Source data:

== == ==

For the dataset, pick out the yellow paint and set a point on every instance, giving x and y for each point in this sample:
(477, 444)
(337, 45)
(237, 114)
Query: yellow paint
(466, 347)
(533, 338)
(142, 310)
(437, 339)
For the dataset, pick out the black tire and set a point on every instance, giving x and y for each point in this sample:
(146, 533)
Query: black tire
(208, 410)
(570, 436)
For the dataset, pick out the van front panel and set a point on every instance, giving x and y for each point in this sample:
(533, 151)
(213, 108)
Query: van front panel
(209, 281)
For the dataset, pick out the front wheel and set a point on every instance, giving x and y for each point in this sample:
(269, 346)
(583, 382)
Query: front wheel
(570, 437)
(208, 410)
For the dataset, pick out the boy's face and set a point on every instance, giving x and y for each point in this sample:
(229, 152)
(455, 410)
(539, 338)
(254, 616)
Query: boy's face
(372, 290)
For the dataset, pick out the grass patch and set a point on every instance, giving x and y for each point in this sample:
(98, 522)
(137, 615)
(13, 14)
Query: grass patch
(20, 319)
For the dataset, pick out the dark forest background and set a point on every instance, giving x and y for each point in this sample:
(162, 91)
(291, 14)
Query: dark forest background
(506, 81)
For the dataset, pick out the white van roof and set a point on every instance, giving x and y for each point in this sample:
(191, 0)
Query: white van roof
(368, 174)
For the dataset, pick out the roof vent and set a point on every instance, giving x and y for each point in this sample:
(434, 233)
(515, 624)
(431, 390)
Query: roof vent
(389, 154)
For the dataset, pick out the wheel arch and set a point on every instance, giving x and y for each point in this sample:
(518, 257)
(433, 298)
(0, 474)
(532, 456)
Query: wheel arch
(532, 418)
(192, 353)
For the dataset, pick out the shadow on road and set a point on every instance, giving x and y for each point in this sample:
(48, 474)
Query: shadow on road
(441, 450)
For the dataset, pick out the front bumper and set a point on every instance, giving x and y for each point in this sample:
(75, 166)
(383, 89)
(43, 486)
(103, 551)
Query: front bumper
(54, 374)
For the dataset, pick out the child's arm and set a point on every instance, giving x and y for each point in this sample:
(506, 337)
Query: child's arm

== == ==

§ **To be done**
Format the material above as a JSON array of strings with one string per line, leaving out blank lines.

§ **Exercise response**
[
  "For the dataset, pick out the yellow paint and set a point on every instance, giving x and y for each point in this sample:",
  "(477, 444)",
  "(337, 45)",
  "(237, 114)",
  "Query: yellow paint",
  "(466, 347)",
  "(533, 338)",
  "(142, 310)",
  "(437, 339)",
  "For the dataset, pick out the black tire and set a point on every instance, giving x and y for each point in this sample:",
  "(146, 533)",
  "Query: black tire",
  "(208, 410)",
  "(570, 436)",
  "For the dataset, pick out the van front panel and set a point on every instance, giving x and y for each point in this sample:",
  "(533, 151)",
  "(213, 108)",
  "Query: van front panel",
  "(209, 281)",
  "For the dataset, pick out the front wheel and set a point on every instance, giving x and y for each point in this sample:",
  "(269, 346)",
  "(583, 382)",
  "Query: front wheel",
  "(570, 437)",
  "(208, 410)",
  "For the dataset, pick out the boy's face and set a point on every instance, giving x and y for each point in this sample:",
  "(229, 152)",
  "(455, 410)",
  "(539, 338)",
  "(254, 616)",
  "Query: boy's face",
  "(372, 290)",
  "For the dataset, pick out the grass patch and set a point on every instance, giving x and y for each point in this sample:",
  "(98, 522)",
  "(137, 615)",
  "(13, 14)",
  "Query: grass patch",
  "(20, 319)",
  "For the dataset, pick out the dark forest background and set a point on every instance, giving x and y for each point in this sample:",
  "(162, 91)",
  "(291, 14)",
  "Query: dark forest background",
  "(506, 81)",
  "For the dataset, pick out the white van roof and set a point on every instance, giving x and y for each point in this sample:",
  "(191, 0)",
  "Query: white van roof",
  "(368, 174)",
  "For the dataset, pick out the roof vent and set a point on every instance, giving x and y for each point in this sample:",
  "(434, 233)",
  "(515, 624)",
  "(431, 390)",
  "Query: roof vent",
  "(389, 154)",
  "For the dataset, pick out the wheel arch and set a point on every instance, giving x and y for each point in this sample:",
  "(518, 257)",
  "(433, 298)",
  "(0, 474)",
  "(532, 456)",
  "Query: wheel arch",
  "(532, 418)",
  "(192, 353)",
  "For the dataset, pick out the shadow on road and set a point on every instance, giving x and y for each point in this sample:",
  "(48, 474)",
  "Query: shadow on road",
  "(441, 450)",
  "For the dataset, pick out the front bumper and set a point on every instance, giving x and y for each point in this sample:",
  "(75, 166)",
  "(383, 89)",
  "(43, 486)",
  "(103, 551)",
  "Query: front bumper",
  "(54, 374)",
  "For the dataset, pick out the child's arm and set a point on every instance, giving x and y for each point in this sample:",
  "(506, 337)",
  "Query: child's arm"
]